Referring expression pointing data
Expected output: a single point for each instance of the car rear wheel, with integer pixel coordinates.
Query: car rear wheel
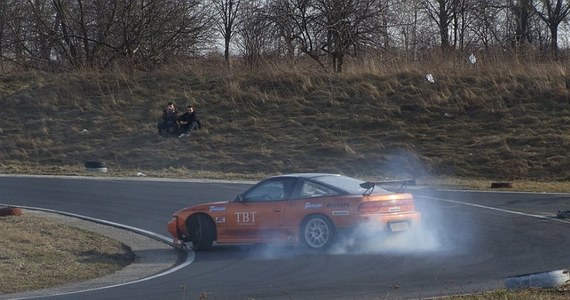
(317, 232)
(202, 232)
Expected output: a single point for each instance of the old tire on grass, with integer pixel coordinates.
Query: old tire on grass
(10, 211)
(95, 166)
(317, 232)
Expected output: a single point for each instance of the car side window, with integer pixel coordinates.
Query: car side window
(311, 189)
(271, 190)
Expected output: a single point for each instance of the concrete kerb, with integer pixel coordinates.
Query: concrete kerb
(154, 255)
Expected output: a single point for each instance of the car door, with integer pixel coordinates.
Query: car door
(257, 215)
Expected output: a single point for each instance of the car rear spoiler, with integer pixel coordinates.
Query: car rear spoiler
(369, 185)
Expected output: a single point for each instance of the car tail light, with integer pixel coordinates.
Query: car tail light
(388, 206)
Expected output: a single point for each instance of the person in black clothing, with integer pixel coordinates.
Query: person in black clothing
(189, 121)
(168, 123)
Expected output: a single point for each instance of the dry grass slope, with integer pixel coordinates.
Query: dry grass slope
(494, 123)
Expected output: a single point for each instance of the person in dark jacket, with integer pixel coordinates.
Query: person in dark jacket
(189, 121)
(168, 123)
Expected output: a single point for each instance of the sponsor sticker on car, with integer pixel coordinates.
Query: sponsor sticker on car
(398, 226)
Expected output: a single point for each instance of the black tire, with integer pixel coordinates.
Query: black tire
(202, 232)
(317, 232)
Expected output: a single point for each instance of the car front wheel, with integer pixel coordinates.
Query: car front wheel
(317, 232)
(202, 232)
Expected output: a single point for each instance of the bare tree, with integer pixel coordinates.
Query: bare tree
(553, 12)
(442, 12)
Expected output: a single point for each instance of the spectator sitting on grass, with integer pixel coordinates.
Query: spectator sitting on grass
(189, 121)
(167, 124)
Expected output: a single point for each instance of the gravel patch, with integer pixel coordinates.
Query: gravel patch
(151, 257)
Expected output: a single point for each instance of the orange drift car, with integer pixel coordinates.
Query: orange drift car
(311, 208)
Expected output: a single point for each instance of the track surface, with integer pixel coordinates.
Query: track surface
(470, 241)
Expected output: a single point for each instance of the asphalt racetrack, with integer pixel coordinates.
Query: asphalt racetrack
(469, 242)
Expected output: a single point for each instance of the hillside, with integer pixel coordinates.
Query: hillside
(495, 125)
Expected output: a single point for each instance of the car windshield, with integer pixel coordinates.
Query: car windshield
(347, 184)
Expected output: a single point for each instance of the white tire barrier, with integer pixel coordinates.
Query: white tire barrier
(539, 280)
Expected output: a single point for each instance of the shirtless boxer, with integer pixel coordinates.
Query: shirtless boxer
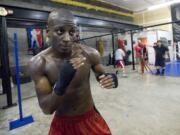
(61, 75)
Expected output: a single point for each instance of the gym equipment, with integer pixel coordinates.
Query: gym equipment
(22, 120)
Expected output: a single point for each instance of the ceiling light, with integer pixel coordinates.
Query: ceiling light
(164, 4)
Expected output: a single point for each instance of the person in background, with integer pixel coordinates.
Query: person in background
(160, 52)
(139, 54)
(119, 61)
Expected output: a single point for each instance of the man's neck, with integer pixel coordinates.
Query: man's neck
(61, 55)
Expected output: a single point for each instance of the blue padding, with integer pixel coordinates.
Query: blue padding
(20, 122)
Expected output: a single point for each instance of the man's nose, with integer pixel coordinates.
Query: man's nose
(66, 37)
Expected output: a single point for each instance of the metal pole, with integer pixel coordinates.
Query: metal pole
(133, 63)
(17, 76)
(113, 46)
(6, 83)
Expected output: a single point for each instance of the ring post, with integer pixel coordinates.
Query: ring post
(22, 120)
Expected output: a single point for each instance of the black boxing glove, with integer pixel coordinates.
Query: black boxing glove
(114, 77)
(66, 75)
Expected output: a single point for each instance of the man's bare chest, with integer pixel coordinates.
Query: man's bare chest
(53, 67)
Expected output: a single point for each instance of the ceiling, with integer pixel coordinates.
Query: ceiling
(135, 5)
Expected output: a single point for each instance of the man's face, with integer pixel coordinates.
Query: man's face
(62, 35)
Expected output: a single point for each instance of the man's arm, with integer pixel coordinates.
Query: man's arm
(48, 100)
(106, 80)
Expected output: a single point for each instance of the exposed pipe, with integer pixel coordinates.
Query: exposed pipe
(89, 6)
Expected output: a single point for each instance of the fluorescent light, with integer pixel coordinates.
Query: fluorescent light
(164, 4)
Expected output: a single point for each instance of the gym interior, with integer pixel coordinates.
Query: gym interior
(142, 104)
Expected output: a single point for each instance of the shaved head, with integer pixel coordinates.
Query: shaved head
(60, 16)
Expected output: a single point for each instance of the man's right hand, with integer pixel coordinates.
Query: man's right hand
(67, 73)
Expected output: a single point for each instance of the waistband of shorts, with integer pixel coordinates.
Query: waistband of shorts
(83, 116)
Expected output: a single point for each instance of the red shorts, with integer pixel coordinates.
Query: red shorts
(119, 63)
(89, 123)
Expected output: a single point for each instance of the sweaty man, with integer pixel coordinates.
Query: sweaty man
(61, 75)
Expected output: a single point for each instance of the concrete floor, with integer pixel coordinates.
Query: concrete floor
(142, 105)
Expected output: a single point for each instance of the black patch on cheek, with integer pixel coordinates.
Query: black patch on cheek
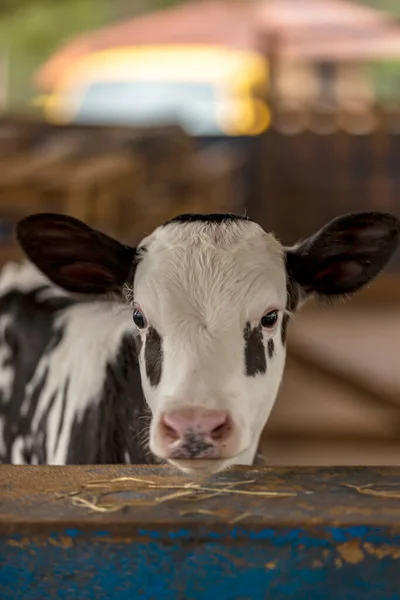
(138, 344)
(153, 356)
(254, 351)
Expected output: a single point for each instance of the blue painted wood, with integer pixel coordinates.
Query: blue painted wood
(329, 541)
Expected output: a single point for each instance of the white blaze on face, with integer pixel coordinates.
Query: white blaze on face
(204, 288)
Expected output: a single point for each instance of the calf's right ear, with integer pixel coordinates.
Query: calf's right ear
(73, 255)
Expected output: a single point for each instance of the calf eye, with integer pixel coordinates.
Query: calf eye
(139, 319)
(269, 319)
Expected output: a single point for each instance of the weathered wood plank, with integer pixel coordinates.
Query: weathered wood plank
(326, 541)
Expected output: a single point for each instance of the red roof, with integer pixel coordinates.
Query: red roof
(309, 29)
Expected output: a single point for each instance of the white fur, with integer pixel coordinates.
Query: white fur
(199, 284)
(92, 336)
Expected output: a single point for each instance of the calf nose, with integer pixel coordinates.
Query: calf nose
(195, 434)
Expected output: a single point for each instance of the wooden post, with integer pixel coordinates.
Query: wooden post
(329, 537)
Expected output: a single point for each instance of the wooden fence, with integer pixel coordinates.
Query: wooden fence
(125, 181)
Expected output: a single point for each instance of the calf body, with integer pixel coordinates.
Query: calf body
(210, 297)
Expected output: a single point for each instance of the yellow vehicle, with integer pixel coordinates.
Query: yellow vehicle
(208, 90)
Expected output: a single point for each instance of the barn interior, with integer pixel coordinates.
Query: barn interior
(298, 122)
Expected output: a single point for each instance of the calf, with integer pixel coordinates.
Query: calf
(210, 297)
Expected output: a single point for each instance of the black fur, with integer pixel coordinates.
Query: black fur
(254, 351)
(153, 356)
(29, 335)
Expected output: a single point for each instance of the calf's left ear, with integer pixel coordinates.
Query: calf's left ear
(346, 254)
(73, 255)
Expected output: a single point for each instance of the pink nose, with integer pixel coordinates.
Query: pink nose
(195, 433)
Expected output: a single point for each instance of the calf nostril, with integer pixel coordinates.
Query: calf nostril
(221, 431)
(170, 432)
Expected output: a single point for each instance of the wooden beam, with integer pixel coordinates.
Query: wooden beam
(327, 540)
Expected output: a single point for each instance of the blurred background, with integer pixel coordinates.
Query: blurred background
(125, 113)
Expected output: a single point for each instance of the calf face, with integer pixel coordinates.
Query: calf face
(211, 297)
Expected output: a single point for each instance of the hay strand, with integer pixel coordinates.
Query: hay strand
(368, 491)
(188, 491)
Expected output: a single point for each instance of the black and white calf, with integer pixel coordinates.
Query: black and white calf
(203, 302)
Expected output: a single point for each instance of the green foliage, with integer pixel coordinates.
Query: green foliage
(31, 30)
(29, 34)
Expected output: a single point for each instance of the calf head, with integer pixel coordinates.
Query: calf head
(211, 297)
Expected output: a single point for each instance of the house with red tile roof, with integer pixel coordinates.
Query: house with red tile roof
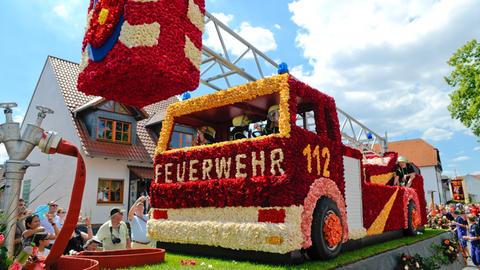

_What is expected:_ Given the data above, transcribe exactly the lines from the one containing "Expected output: a single point for each instance of the orange" down to the one containing "boxer, with integer pixel coordinates.", and no others.

_Exercise result:_
Expected output: a single point for each instance of the orange drift car, with integer pixel coordinates.
Query: orange drift car
(311, 208)
Expected output: a single point for each instance of the track surface, with integer pixel coordinates.
Query: track surface
(470, 241)
Expected output: a single point for each instance of the asphalt racetrack, with integer pixel coordinates.
Query: asphalt racetrack
(469, 242)
Expected output: a single point for each instance of the hillside, with integer pixel coordinates.
Query: hillside
(495, 125)
Expected output: a single point for each instance of the car windshield, with integer pixel coordinates.
Query: car windshield
(347, 184)
Expected output: a single point for each instance of the white tire barrier, with integer pixel coordinates.
Query: white tire barrier
(539, 280)
Expected output: a single point for each instance of the shirtless boxer, with integer pixel coordinates.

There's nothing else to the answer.